**Requirements:**
Repeat every entry word for word, but leave the images out of your copy.

**Information shown:**

####################

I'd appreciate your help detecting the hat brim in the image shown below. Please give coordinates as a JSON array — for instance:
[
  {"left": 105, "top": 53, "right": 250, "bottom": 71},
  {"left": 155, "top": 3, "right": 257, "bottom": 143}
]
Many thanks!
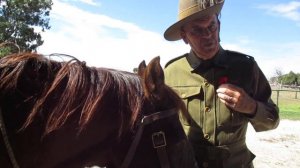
[{"left": 164, "top": 2, "right": 224, "bottom": 41}]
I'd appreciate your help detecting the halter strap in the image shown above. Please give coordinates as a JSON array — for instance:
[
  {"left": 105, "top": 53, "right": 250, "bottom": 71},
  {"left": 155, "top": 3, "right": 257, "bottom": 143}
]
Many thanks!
[
  {"left": 121, "top": 108, "right": 177, "bottom": 168},
  {"left": 0, "top": 107, "right": 20, "bottom": 168}
]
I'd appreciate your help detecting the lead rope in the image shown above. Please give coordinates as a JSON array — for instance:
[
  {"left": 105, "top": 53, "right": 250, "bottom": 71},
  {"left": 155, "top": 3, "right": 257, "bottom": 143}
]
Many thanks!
[{"left": 0, "top": 108, "right": 20, "bottom": 168}]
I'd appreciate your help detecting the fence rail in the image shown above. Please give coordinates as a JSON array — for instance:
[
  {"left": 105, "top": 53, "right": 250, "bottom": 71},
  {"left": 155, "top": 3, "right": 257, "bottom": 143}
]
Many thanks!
[{"left": 272, "top": 89, "right": 300, "bottom": 105}]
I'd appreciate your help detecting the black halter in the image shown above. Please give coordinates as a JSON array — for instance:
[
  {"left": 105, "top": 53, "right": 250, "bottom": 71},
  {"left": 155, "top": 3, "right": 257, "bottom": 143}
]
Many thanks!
[{"left": 121, "top": 109, "right": 177, "bottom": 168}]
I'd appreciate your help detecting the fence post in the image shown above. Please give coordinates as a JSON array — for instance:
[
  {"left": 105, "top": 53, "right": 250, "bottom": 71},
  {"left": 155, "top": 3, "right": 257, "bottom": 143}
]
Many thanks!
[{"left": 276, "top": 90, "right": 279, "bottom": 106}]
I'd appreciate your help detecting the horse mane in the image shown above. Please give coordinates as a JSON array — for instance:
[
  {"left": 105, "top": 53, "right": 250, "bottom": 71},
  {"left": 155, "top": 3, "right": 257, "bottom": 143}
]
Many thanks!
[{"left": 0, "top": 53, "right": 143, "bottom": 135}]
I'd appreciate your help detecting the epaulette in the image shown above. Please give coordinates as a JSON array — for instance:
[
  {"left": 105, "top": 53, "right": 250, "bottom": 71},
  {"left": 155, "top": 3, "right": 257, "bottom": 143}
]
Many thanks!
[
  {"left": 165, "top": 53, "right": 188, "bottom": 68},
  {"left": 227, "top": 50, "right": 254, "bottom": 61}
]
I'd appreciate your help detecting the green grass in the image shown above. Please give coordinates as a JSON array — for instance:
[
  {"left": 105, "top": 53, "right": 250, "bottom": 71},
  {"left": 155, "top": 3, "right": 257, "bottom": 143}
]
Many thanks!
[{"left": 272, "top": 91, "right": 300, "bottom": 120}]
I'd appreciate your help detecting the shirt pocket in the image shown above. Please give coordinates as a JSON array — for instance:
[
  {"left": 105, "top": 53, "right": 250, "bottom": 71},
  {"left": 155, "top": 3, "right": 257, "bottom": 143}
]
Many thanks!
[{"left": 175, "top": 86, "right": 204, "bottom": 126}]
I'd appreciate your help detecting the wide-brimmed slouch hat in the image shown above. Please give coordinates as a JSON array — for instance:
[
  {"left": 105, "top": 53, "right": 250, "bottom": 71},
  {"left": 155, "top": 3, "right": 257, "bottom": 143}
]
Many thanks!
[{"left": 164, "top": 0, "right": 225, "bottom": 41}]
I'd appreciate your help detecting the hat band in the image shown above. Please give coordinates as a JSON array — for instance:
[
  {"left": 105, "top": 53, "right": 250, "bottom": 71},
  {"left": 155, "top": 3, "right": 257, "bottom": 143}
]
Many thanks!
[{"left": 178, "top": 4, "right": 201, "bottom": 20}]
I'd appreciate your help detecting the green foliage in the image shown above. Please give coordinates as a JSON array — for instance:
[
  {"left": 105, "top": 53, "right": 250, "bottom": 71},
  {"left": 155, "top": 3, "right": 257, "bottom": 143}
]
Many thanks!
[
  {"left": 279, "top": 71, "right": 300, "bottom": 86},
  {"left": 0, "top": 0, "right": 52, "bottom": 54}
]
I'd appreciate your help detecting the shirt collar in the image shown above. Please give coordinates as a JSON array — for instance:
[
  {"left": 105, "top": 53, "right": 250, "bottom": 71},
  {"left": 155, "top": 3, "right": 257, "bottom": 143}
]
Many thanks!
[{"left": 187, "top": 46, "right": 228, "bottom": 71}]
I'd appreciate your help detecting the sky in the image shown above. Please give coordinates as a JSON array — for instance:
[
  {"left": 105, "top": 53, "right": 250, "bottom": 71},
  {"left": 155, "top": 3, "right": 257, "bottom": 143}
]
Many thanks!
[{"left": 38, "top": 0, "right": 300, "bottom": 78}]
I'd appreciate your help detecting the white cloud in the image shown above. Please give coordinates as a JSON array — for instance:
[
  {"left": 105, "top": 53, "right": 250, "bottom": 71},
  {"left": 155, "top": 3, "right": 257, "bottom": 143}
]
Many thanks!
[
  {"left": 259, "top": 1, "right": 300, "bottom": 22},
  {"left": 38, "top": 0, "right": 300, "bottom": 78},
  {"left": 38, "top": 1, "right": 189, "bottom": 71}
]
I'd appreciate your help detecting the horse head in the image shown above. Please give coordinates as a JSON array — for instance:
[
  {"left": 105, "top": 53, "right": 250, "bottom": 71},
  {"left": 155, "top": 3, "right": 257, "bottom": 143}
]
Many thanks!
[
  {"left": 109, "top": 57, "right": 198, "bottom": 168},
  {"left": 0, "top": 53, "right": 196, "bottom": 168}
]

####################

**Finished task:**
I'd appreciate your help detecting the hat brim in the image shown below. Please give coordinates as a JSON array — for instance:
[
  {"left": 105, "top": 53, "right": 250, "bottom": 71},
  {"left": 155, "top": 3, "right": 257, "bottom": 143}
]
Many thanks!
[{"left": 164, "top": 2, "right": 224, "bottom": 41}]
I'd appreciate your help detecting the halter strap in the image shown above. Please give coordinates as a JSON array — for instance:
[
  {"left": 105, "top": 53, "right": 250, "bottom": 71},
  {"left": 155, "top": 3, "right": 257, "bottom": 143}
]
Many thanks!
[
  {"left": 121, "top": 108, "right": 177, "bottom": 168},
  {"left": 0, "top": 107, "right": 20, "bottom": 168}
]
I'd appreciate your help detecting the lead rope in the image shown above. Please give coordinates as a JSON array — for instance:
[
  {"left": 105, "top": 53, "right": 250, "bottom": 71},
  {"left": 155, "top": 3, "right": 257, "bottom": 143}
]
Many thanks!
[{"left": 0, "top": 108, "right": 20, "bottom": 168}]
I'd appreciate your help detecting the fence rail in the image shown above. Please give coordinates as a JSON array — for instance:
[
  {"left": 105, "top": 53, "right": 250, "bottom": 71},
  {"left": 155, "top": 3, "right": 257, "bottom": 143}
]
Many thanks!
[{"left": 272, "top": 89, "right": 300, "bottom": 105}]
I'd appreciate your help detecting the black halter in the image shown above. Please give coordinates as a JSON array — for instance:
[
  {"left": 105, "top": 53, "right": 250, "bottom": 71},
  {"left": 155, "top": 3, "right": 257, "bottom": 143}
]
Many thanks!
[{"left": 121, "top": 109, "right": 177, "bottom": 168}]
I'd appreciate your help detecting the fence post in the image shown above. Please give coordinates as a JSON array — for instance:
[
  {"left": 105, "top": 53, "right": 250, "bottom": 71},
  {"left": 155, "top": 3, "right": 257, "bottom": 143}
]
Many thanks!
[{"left": 276, "top": 90, "right": 279, "bottom": 106}]
I'd appreciate your help detecting the horse mane in the image shown above. Please give coordinates as a JSON array — for instance:
[
  {"left": 105, "top": 53, "right": 250, "bottom": 71},
  {"left": 155, "top": 3, "right": 257, "bottom": 143}
]
Many thanks!
[{"left": 0, "top": 53, "right": 143, "bottom": 135}]
I'd appreciate your help detecting the epaulette in the image shown above. Please give coordinates as a JSON array — for instance:
[
  {"left": 105, "top": 53, "right": 250, "bottom": 71},
  {"left": 155, "top": 3, "right": 257, "bottom": 143}
]
Many thanks!
[
  {"left": 165, "top": 53, "right": 188, "bottom": 68},
  {"left": 227, "top": 50, "right": 254, "bottom": 61}
]
I'd appreciate your help detecting the green grass in the image shown above. Please give coordinates as a JSON array — for instance:
[
  {"left": 105, "top": 53, "right": 250, "bottom": 71},
  {"left": 155, "top": 3, "right": 257, "bottom": 143}
]
Many thanks!
[{"left": 272, "top": 91, "right": 300, "bottom": 120}]
I'd appreciate your help detecting the shirt pocket in the image shown above. Please give coordinates as a JSON array — for instance:
[
  {"left": 105, "top": 53, "right": 250, "bottom": 71},
  {"left": 155, "top": 3, "right": 257, "bottom": 143}
]
Many thanks!
[{"left": 175, "top": 86, "right": 204, "bottom": 126}]
I'd appreciate your help detecting the wide-brimmed slouch hat in the image shown above. Please give coordinates as a JSON array — for instance:
[
  {"left": 105, "top": 53, "right": 250, "bottom": 71},
  {"left": 155, "top": 3, "right": 257, "bottom": 143}
]
Many thanks!
[{"left": 164, "top": 0, "right": 225, "bottom": 41}]
I'd appreciate your help detecting the hat band in the image shown above. Please give coordinates as a JSON array — for instance:
[
  {"left": 105, "top": 53, "right": 250, "bottom": 71},
  {"left": 155, "top": 3, "right": 257, "bottom": 143}
]
Many thanks!
[{"left": 178, "top": 4, "right": 201, "bottom": 20}]
I'd appreciate your help detecting the green foliage in the image shown above. Please give coordinates as a JSON array — for instance:
[
  {"left": 105, "top": 53, "right": 250, "bottom": 71},
  {"left": 155, "top": 3, "right": 257, "bottom": 143}
]
Many thanks!
[
  {"left": 279, "top": 71, "right": 300, "bottom": 86},
  {"left": 0, "top": 0, "right": 52, "bottom": 54}
]
I'd appreciate your help detecting the shirt collar in the image shown above. Please give coordinates as a JSON array — for instance:
[
  {"left": 105, "top": 53, "right": 250, "bottom": 71},
  {"left": 155, "top": 3, "right": 257, "bottom": 143}
]
Many thanks!
[{"left": 187, "top": 46, "right": 228, "bottom": 71}]
I'd appreciate your help detecting the sky in the image shown above. Please give coordinates as a JSON array — for instance:
[
  {"left": 105, "top": 53, "right": 250, "bottom": 71},
  {"left": 155, "top": 3, "right": 257, "bottom": 143}
]
Many thanks!
[{"left": 38, "top": 0, "right": 300, "bottom": 78}]
I'd appreciate your help detecting the white cloud in the image shown above. Please give coordinates as a JSON array — for instance:
[
  {"left": 105, "top": 53, "right": 250, "bottom": 71},
  {"left": 155, "top": 3, "right": 257, "bottom": 143}
]
Many thanks!
[
  {"left": 259, "top": 1, "right": 300, "bottom": 22},
  {"left": 38, "top": 0, "right": 300, "bottom": 78},
  {"left": 38, "top": 1, "right": 189, "bottom": 71}
]
I'd appreciate your help detecting the horse head in the image shown above. Please give coordinates as a JSON array — for instance:
[
  {"left": 105, "top": 53, "right": 250, "bottom": 71},
  {"left": 155, "top": 3, "right": 257, "bottom": 143}
]
Many thanks!
[
  {"left": 109, "top": 57, "right": 198, "bottom": 168},
  {"left": 0, "top": 53, "right": 196, "bottom": 168}
]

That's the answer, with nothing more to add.